Please list every line in the records below that contains the word "writing", copying each line in full. Case counts.
◇ ◇ ◇ ◇ ◇
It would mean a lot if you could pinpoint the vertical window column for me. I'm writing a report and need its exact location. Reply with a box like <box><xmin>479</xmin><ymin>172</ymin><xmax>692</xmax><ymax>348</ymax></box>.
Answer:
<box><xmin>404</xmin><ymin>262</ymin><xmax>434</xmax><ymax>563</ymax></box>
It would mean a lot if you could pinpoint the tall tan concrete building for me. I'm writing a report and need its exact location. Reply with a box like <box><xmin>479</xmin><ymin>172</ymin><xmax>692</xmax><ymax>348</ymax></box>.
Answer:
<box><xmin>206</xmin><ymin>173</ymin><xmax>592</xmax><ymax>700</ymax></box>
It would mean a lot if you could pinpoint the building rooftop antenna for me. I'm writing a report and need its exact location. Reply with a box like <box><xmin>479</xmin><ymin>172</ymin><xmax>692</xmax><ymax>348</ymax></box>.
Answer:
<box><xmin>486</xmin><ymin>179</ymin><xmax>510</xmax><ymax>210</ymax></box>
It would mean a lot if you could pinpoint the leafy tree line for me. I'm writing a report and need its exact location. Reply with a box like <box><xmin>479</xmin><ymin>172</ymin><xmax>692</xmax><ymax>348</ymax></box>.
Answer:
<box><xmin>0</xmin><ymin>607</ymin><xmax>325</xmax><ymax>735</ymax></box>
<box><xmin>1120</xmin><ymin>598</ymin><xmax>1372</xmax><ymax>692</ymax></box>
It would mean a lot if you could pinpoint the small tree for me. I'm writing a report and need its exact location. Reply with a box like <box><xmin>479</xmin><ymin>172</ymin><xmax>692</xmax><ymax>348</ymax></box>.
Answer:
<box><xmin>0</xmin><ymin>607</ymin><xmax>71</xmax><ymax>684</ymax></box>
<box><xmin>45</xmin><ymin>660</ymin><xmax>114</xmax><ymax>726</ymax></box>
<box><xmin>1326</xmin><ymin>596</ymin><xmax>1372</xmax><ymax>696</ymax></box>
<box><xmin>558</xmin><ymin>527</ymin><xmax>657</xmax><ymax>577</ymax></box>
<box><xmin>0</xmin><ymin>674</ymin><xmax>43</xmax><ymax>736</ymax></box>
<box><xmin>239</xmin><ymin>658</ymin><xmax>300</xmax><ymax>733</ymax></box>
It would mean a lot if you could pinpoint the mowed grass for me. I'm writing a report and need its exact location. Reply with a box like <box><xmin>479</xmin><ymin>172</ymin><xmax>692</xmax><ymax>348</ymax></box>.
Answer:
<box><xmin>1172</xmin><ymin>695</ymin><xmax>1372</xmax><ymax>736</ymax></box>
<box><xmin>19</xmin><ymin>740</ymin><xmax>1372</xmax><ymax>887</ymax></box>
◇ ◇ ◇ ◇ ◇
> _WRITTEN REPLY_:
It would mean a lot if you could pinpoint the vertical window column for me. I'm writing a report and need its exact location. Reply with a box like <box><xmin>479</xmin><ymin>172</ymin><xmax>692</xmax><ymax>348</ymax></box>.
It would mean a lot if you could pinpoint the tall tan concrete building for me. I'm writing a report and need its exact location. Reply with a box like <box><xmin>479</xmin><ymin>172</ymin><xmax>692</xmax><ymax>348</ymax></box>.
It would mean a lot if you could pinpoint the building rooftop antenna for me. I'm writing a report and need its exact location. Reply with a box like <box><xmin>479</xmin><ymin>172</ymin><xmax>692</xmax><ymax>348</ymax></box>.
It would mean a lot if you could pinpoint the leafy tree line for me. I'm writing a report and need its exact location. Reply with a box like <box><xmin>479</xmin><ymin>172</ymin><xmax>692</xmax><ymax>348</ymax></box>.
It would mean a lot if you could pinpoint the small tree for me. I'm writing a report and need its exact location. Reply with a box like <box><xmin>479</xmin><ymin>172</ymin><xmax>692</xmax><ymax>348</ymax></box>.
It would mean a lot if you could pinpoint the mowed grass for me. I'm writing a report and need its exact location. Reply with a box like <box><xmin>479</xmin><ymin>172</ymin><xmax>692</xmax><ymax>348</ymax></box>.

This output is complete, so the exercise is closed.